◆ **Given problem**: Restate the whole listing word for word. Pictures are left out.

[Stored records]
((

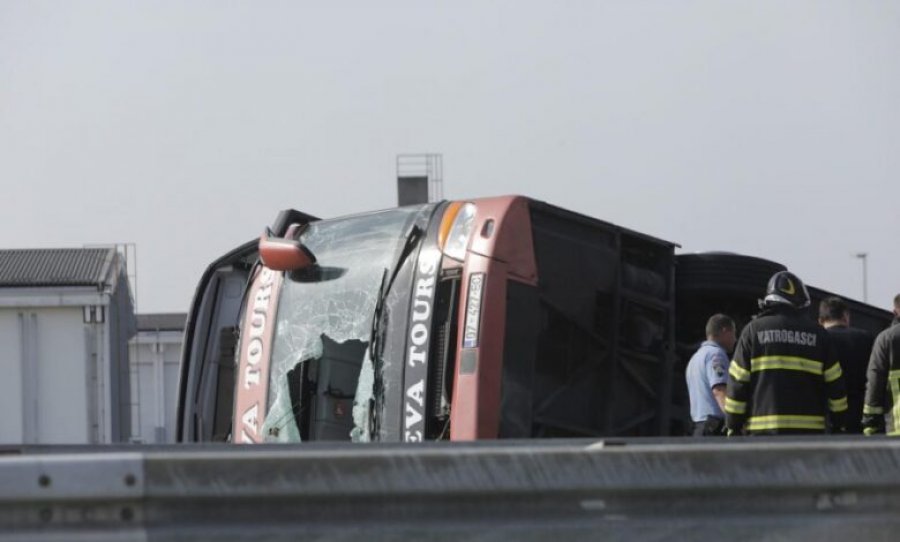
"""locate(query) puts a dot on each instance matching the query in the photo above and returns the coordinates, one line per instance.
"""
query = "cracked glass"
(325, 320)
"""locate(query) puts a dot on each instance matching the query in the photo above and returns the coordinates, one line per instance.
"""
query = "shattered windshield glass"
(320, 362)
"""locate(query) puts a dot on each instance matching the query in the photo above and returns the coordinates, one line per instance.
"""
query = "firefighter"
(884, 373)
(785, 377)
(853, 347)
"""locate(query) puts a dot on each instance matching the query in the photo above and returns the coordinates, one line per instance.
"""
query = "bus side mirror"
(284, 254)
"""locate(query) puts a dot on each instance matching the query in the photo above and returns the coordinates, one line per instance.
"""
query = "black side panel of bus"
(598, 331)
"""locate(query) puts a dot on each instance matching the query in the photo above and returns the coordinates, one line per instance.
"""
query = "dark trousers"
(713, 426)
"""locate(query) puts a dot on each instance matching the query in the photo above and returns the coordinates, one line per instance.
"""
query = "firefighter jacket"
(883, 375)
(785, 377)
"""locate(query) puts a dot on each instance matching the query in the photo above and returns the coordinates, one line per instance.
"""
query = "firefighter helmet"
(787, 288)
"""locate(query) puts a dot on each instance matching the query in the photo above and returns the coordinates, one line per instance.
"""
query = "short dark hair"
(718, 323)
(832, 308)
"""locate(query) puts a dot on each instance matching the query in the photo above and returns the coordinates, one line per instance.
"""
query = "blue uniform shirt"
(708, 367)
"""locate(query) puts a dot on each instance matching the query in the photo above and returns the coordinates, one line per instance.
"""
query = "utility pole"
(864, 257)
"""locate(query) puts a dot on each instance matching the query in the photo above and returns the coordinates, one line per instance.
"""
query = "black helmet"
(786, 287)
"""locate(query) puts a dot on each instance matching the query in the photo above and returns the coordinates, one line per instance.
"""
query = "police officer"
(785, 376)
(884, 374)
(707, 375)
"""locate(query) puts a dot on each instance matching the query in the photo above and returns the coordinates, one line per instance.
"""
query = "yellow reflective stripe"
(833, 373)
(895, 391)
(760, 423)
(738, 373)
(838, 405)
(872, 410)
(790, 363)
(733, 406)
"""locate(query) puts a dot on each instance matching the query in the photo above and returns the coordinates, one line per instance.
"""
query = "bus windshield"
(320, 364)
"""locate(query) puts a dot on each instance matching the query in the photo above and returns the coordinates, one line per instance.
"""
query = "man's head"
(720, 328)
(786, 288)
(834, 312)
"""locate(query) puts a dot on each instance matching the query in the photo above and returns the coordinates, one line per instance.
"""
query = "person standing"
(707, 376)
(785, 376)
(853, 348)
(884, 373)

))

◆ **Answer below**:
"""locate(query) puts a dot on each instance matching the query in the photo above and returns the coordinates, one line per instance.
"""
query = "cracked glass"
(325, 320)
"""locate(query) puts a dot on each instance matching the query in the photo above and returns the coordinates, one line per instance.
"""
query = "shattered windshield glass"
(320, 362)
"""locate(query) puts a dot on each instance matching the query in the photo above and returns the coordinates, one line per instance.
"""
query = "firefighter"
(884, 373)
(785, 377)
(853, 347)
"""locate(query) puts a dot on each instance matching the query in the photo above and returns the coordinates, one line per instance.
"""
query = "bus side mirror"
(284, 254)
"""locate(query) puts a dot on each instance matching the query in the photo above and returns the coordinates, one line per instance.
"""
query = "black side panel of bus"
(598, 331)
"""locate(query) puts a dot on each instance matching the query in the photo above and returns the coordinates, one line per instance.
"""
query = "dark trousers"
(713, 426)
"""locate(query) puts a dot on each instance matching the query in the photo above and returns the coordinates, one line per instance.
"""
query = "firefighter jacket"
(883, 375)
(785, 377)
"""locate(query) puts a dot on each instance matching the query in the photo above and returns the coordinates, one line per instance.
"""
query = "firefighter helmet"
(787, 288)
"""locate(query) puts a dot on each instance matching the query in the photo above and returns the coordinates, one line per instance.
"""
query = "short dark hair"
(718, 323)
(832, 308)
"""locate(query) puts a dot on each instance matching the query in the photo above and returns the coordinates, one line per instance.
"""
query = "blue uniform shirt"
(708, 367)
"""locate(query) puts a dot on each instance matching the query in the photo above and returns the coordinates, one line per instance.
"""
query = "utility pole"
(864, 257)
"""locate(query) puts a dot on each instance matching the query in the photo above and returns the coordinates, one line per instance.
"""
query = "black helmet"
(786, 287)
"""locate(query) puts a dot on each instance matching the query in the photo above and returns the coordinates, one line per instance.
"""
query = "police officer"
(785, 376)
(884, 374)
(707, 375)
"""locate(query) puts a dot on each instance matching the query in the photo above and returns the coordinates, one line per instance.
"""
query = "yellow reflective stripe"
(833, 373)
(895, 391)
(760, 423)
(738, 373)
(838, 405)
(872, 410)
(790, 363)
(733, 406)
"""locate(query) puts a dot on each instance matching the query in the photo above and returns the coordinates, one line per instance.
"""
query = "bus windshield"
(320, 364)
"""locate(query) puts a dot on each instance matching the query in the photo above and returns the coordinates, one line per instance.
"""
query = "man's head"
(720, 328)
(786, 288)
(834, 312)
"""locate(query) puts a dot on each instance matching the query in the photo above and returns the coordinates, one line per instance.
"""
query = "person standing"
(707, 376)
(785, 376)
(853, 348)
(884, 373)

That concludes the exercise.